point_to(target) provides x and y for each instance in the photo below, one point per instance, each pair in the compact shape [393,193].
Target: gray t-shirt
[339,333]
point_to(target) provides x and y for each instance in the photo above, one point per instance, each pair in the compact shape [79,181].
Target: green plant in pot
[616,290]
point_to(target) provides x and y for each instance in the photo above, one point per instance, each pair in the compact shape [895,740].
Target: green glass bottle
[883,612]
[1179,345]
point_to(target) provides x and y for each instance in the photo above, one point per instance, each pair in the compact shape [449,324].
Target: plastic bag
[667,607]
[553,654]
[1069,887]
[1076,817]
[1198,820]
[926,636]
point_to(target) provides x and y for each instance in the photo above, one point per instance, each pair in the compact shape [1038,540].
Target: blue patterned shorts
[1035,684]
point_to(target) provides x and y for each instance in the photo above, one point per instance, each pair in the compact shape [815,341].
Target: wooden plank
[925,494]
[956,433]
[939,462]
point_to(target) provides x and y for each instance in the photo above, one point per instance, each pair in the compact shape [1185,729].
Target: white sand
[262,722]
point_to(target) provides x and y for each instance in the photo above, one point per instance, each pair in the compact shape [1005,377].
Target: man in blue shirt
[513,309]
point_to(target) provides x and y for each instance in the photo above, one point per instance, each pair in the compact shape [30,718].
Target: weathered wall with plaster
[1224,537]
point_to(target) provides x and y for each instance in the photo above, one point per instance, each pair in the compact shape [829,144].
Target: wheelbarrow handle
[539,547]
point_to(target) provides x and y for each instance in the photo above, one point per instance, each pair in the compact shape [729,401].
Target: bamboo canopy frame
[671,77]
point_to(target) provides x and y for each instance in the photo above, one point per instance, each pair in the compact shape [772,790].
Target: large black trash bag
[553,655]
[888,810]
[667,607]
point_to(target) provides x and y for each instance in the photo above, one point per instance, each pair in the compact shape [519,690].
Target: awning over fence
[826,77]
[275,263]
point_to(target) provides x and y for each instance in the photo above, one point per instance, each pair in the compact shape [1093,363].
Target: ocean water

#####

Given task: Scale the listing from the line that contains "compact shape [519,690]." through the end of the listing, both ends included, and give those lines again with the requests. Multiply every x and y coordinate in the answers by 0.9 and round to whole numbers, halves up, leaving the requests and the sample pairs in them unchanged.

Solution to the exercise:
point_to(target) provides x and y for each instance in the photo above, one point per instance, each pair in the compact shape [519,690].
Target: awning over fence
[743,69]
[248,237]
point_to(target) provides x and y for each instance in the photo above, one point per instance, each pair in the compact shape [1093,363].
Target: ocean water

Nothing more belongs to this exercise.